**Stated problem**
In the entries below, swap every "row-crop scouting" for "orchard inspection" and change nothing else. Leave the pictures out of your output.

— Start Provided material —

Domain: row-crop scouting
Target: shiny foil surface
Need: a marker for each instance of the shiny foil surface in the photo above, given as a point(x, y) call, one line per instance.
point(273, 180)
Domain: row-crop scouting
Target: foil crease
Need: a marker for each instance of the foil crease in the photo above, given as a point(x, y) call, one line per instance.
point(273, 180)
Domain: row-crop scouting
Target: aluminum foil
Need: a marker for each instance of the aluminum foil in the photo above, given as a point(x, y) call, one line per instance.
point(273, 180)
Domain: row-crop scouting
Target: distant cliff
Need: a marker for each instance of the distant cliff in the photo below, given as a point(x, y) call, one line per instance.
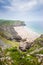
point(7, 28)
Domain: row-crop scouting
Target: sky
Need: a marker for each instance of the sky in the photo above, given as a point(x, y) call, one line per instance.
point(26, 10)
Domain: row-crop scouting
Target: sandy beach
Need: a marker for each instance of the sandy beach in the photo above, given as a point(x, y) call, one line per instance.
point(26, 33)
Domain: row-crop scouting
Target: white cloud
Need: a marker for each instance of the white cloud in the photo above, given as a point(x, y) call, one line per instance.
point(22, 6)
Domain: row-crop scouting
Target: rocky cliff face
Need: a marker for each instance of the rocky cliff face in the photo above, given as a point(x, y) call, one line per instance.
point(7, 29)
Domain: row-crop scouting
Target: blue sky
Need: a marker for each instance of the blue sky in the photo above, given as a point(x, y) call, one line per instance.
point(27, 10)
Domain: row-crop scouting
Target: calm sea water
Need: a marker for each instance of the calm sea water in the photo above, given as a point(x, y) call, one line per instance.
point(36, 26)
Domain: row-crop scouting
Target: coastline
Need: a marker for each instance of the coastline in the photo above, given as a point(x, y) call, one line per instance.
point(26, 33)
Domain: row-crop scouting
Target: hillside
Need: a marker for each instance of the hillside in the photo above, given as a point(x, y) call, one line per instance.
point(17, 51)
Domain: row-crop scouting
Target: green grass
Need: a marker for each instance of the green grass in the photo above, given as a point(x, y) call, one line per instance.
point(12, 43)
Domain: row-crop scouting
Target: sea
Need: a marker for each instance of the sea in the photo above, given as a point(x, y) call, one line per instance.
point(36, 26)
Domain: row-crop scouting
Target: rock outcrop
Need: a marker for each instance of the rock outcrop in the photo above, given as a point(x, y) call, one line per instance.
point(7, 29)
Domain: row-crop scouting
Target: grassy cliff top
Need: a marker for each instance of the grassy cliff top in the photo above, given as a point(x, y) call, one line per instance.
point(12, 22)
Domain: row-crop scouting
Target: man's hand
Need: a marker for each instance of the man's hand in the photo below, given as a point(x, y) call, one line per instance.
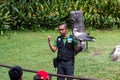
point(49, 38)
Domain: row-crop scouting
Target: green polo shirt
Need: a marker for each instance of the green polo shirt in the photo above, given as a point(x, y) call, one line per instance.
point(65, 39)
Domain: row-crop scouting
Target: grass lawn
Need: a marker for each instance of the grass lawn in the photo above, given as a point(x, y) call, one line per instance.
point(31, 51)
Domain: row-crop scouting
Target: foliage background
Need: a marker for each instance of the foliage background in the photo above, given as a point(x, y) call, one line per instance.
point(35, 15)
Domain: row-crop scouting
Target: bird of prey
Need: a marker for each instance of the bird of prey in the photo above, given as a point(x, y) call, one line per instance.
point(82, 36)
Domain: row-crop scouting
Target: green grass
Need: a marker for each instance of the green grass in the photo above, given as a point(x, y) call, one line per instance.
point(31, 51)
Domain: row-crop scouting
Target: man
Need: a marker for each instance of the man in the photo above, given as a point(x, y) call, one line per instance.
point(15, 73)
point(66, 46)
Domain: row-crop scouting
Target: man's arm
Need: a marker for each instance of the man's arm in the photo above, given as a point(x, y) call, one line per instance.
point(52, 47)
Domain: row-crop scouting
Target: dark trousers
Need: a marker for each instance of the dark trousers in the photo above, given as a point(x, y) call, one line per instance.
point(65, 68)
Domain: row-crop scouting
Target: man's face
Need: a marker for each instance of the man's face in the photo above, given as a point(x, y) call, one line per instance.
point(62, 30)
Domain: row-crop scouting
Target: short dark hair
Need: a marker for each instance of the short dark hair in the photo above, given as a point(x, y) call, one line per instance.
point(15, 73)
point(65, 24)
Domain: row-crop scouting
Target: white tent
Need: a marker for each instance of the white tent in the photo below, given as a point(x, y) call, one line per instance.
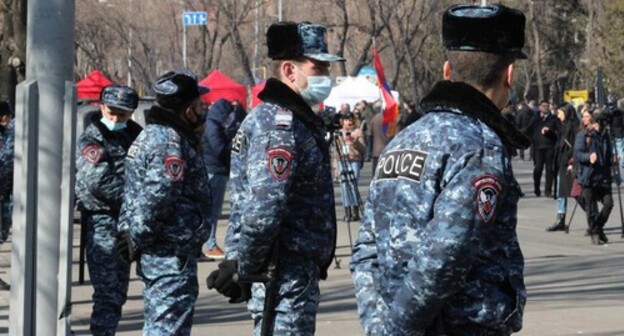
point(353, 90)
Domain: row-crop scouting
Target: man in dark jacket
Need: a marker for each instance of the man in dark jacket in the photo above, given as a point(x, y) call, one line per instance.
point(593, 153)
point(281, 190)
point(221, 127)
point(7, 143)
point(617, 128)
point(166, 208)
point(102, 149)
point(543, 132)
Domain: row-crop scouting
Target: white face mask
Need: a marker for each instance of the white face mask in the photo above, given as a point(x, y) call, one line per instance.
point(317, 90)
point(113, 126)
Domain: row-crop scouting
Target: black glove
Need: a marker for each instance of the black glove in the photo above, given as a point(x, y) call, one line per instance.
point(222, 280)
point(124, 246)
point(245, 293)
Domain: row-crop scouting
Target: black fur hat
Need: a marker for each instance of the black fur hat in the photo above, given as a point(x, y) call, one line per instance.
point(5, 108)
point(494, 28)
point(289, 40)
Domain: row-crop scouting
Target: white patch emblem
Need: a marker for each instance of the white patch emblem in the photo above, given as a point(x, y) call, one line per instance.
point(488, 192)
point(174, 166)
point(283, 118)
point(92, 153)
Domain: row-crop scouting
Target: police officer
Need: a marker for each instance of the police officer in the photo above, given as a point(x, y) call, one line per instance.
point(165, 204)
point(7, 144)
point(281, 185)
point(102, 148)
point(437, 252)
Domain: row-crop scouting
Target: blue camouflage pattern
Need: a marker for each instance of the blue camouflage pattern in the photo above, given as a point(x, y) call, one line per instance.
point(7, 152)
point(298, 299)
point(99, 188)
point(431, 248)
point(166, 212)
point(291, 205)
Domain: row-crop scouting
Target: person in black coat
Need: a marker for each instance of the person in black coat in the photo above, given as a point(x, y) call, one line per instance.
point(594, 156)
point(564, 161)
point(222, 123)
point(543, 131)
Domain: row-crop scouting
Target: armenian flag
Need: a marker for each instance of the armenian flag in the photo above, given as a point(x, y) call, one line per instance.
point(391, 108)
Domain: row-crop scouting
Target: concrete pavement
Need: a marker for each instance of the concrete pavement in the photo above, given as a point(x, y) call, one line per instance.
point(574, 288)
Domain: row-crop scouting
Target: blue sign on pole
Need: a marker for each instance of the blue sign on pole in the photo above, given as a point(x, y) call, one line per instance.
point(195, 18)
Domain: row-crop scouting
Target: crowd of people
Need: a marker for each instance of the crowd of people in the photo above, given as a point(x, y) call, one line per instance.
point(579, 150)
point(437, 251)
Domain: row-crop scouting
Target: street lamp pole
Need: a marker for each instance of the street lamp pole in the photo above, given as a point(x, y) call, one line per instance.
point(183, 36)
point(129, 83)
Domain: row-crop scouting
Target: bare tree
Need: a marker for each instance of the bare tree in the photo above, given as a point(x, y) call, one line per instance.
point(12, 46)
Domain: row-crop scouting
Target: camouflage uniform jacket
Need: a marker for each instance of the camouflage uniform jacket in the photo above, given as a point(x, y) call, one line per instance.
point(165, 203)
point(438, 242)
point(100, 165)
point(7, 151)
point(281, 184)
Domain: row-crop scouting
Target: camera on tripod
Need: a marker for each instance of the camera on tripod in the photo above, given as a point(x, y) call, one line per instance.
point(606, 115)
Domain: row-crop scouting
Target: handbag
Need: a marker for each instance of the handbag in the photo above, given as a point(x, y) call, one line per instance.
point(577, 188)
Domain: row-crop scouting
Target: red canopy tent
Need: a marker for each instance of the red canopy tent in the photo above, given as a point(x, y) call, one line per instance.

— End Provided material —

**Full solution**
Domain: orchard inspection
Target: shiny foil surface
Need: a marker for each instance of the shiny foil surface in the photo above, given as a point(x, y) call, one line per instance.
point(273, 180)
Domain: orchard inspection
Target: foil crease
Need: a marker for each instance of the foil crease in the photo above, given as a point(x, y) call, one line per instance.
point(273, 180)
Domain: orchard inspection
Target: aluminum foil
Need: a marker for each instance of the aluminum foil in the photo above, given as a point(x, y) call, one line per instance.
point(273, 180)
Domain: orchard inspection
Target: distant cliff
Need: a marker for each instance of the distant cliff in the photo below, given as a point(x, y) call, one line per instance.
point(7, 28)
Domain: orchard inspection
Target: sky
Need: a marker for each instance of the sky in the photo above, given as a point(x, y) call, one line per instance.
point(26, 10)
Domain: orchard inspection
Target: sandy beach
Need: a marker for each instance of the sandy beach in the photo above, given as a point(x, y) call, one line per instance.
point(26, 33)
Domain: orchard inspection
Target: white cloud
Need: a marker for each instance of the white cloud in the photo above, given as a point(x, y) call, one line per instance.
point(22, 6)
Domain: orchard inspection
Target: rocky cliff face
Need: a marker for each instance of the rocky cliff face in the photo above, given as a point(x, y) call, one line per instance.
point(7, 29)
Domain: orchard inspection
Target: blue sky
Need: a marker for each instance of the blue sky in the photo above, given as a point(x, y) call, one line per instance.
point(27, 10)
Domain: orchard inspection
Target: calm sea water
Need: a marker for each instance of the calm sea water in the photo above, given as a point(x, y) call, one line per instance.
point(36, 26)
Domain: orchard inspection
Target: coastline
Need: a marker for each instance of the coastline in the photo above, given as a point(x, y) call, one line per instance.
point(26, 33)
Domain: orchard inspection
Target: hillside
Need: a marker for each instance of the hillside in the photo above, given as a point(x, y) call, one line per instance.
point(17, 51)
Domain: orchard inspection
Target: green grass
Need: a marker for each instance of the green grass in the photo above, given as a point(x, y) call, one line per instance.
point(12, 43)
Domain: orchard inspection
Target: sea
Need: a marker for each instance of the sea in the photo above, given as a point(x, y) call, one line per instance.
point(36, 26)
Domain: orchard inspection
Target: rock outcrop
Need: a marker for each instance of the rock outcrop in the photo above, given as a point(x, y) call, one line per instance.
point(7, 29)
Domain: orchard inspection
Target: grassy cliff top
Need: a marker for each instance of the grassy cliff top in the photo above, given as a point(x, y) call, one line per instance.
point(12, 22)
Domain: orchard inspection
Target: man's hand
Need: a marker for each instance of the man's hand in the photo below, given as a point(x, y) call, one line per instance.
point(49, 38)
Domain: orchard inspection
Target: green polo shirt
Need: a marker for each instance of the green polo shirt in the photo above, given as a point(x, y) call, one line per instance.
point(65, 39)
Domain: orchard inspection
Target: grass lawn
Need: a marker for each instance of the grass lawn in the photo above, given as a point(x, y) call, one line per instance.
point(31, 51)
Domain: orchard inspection
Target: foliage background
Need: a marker for each instance of the foliage background in the photo above, given as a point(x, y) call, one line per instance.
point(35, 15)
Domain: orchard inspection
Target: bird of prey
Need: a marker for each instance of the bird of prey in the photo above, given as a point(x, y) call, one line per instance.
point(82, 36)
Domain: orchard inspection
Target: green grass
Need: a marker for each instance of the green grass in the photo above, given as a point(x, y) call, one line per instance.
point(31, 51)
Domain: orchard inspection
Target: man
Need: a marker for each instance of the man in the photo above, given as a point(x, y) call, one line per instance.
point(15, 73)
point(66, 46)
Domain: orchard inspection
Target: man's arm
Need: a marker for each instance of the man's arm in the photo above, given as a point(x, y) call, one line per instance.
point(52, 47)
Domain: orchard inspection
Target: dark trousers
Need: a marker for each instance of the dark trousers in the photo above, given as a point(x, y) call, one line per instance.
point(65, 68)
Domain: orchard inspection
Target: man's face
Need: a marker for each instance of the man's face in the photo above, given as a point(x, y) call, one line per instance.
point(62, 30)
Domain: orchard inspection
Target: short dark hair
Need: a marker for each instance of the short dark hair in the photo above, given as a point(x, y) call, one line per instance.
point(15, 73)
point(65, 24)
Domain: orchard inspection
Target: white tent
Need: a marker for each instance of the white tent in the photo below, given as a point(x, y) call, one line per instance.
point(353, 90)
Domain: orchard inspection
Target: man in dark jacket
Need: a marker for each instance of the man in dark jacket in the photo above, given as a point(x, y) call, one line per instance.
point(593, 153)
point(281, 190)
point(221, 127)
point(7, 143)
point(617, 128)
point(166, 208)
point(102, 149)
point(543, 132)
Domain: orchard inspection
Target: white face mask
Need: a marker for each instance of the white face mask in the photo above, given as a point(x, y) call, one line per instance.
point(317, 90)
point(113, 126)
Domain: orchard inspection
Target: black glove
Need: a marker for each instance of the black glove in the photo above, given as a point(x, y) call, one line per instance.
point(222, 280)
point(124, 246)
point(245, 293)
Domain: orchard inspection
Target: black fur hat
Need: a marker for each instance of the black fur hat in the photo above, given as a point(x, y) call, one line per instance.
point(5, 108)
point(494, 28)
point(289, 40)
Domain: orchard inspection
Target: white patch emblem
Need: a marker for each instance of the white patch emblem in the photo above, given as a point(x, y) call, one line per instance.
point(488, 192)
point(174, 166)
point(283, 118)
point(92, 153)
Domain: orchard inspection
Target: police officer
Need: a marker for each instance of the police officer in the photo above, given as a point(x, y) call, one line per instance.
point(165, 204)
point(7, 144)
point(281, 185)
point(102, 148)
point(437, 252)
Domain: orchard inspection
Target: blue camouflage pattern
Need: a marker for each instance of the blue camouflage pattern in the photo above, given as a point(x, y) call, one line per instance.
point(7, 152)
point(298, 299)
point(99, 188)
point(431, 248)
point(166, 212)
point(291, 205)
Domain: orchard inspection
Target: person in black coat
Need: a marker for each instance of the person in black coat in the photo above, given as a point(x, y) call, one line per instance.
point(594, 156)
point(564, 161)
point(222, 123)
point(543, 131)
Domain: orchard inspection
Target: armenian flag
Need: a marker for each instance of the armenian flag in the photo above, given as a point(x, y) call, one line per instance.
point(391, 108)
Domain: orchard inspection
Target: concrete pavement
Need: a marker for each instance of the concrete pavement in the photo above, given as a point(x, y) call, one line per instance.
point(574, 288)
Domain: orchard inspection
Target: blue sign on pole
Need: a marker for each instance of the blue sign on pole in the photo above, given as a point(x, y) call, one line per instance.
point(195, 18)
Domain: orchard inspection
Target: crowd of people
Need: a marker for each instance of the crowd of people in the photo above, given as a point(x, y) call, one line per instance.
point(579, 150)
point(437, 251)
Domain: orchard inspection
Target: street lamp pole
Need: a marker for each instance of the street lamp pole in the photo above, given as a point(x, y) call, one line per instance.
point(183, 36)
point(129, 83)
Domain: orchard inspection
Target: bare tree
Need: a marker for each instance of the bare tree in the photo above, given as a point(x, y) call, one line per instance.
point(12, 46)
Domain: orchard inspection
Target: camouflage uniform jacket
Need: a marker for each instance of the camouflage uniform jacket in the photo above, given as a point(x, y) call, one line per instance.
point(165, 203)
point(438, 242)
point(100, 165)
point(7, 151)
point(281, 184)
Domain: orchard inspection
Target: camera on tripod
Need: a marker for each instance of the camera on tripod in the photo above, given as a point(x, y) call, one line per instance.
point(606, 115)
Domain: orchard inspection
Target: handbag
Need: a marker for each instance of the handbag in the photo above, given as a point(x, y) call, one line per instance.
point(577, 188)
Domain: orchard inspection
Target: red canopy tent
Need: a marker for each instance of the red canopy tent in the photo above, given as a point(x, y) call, one line per instance.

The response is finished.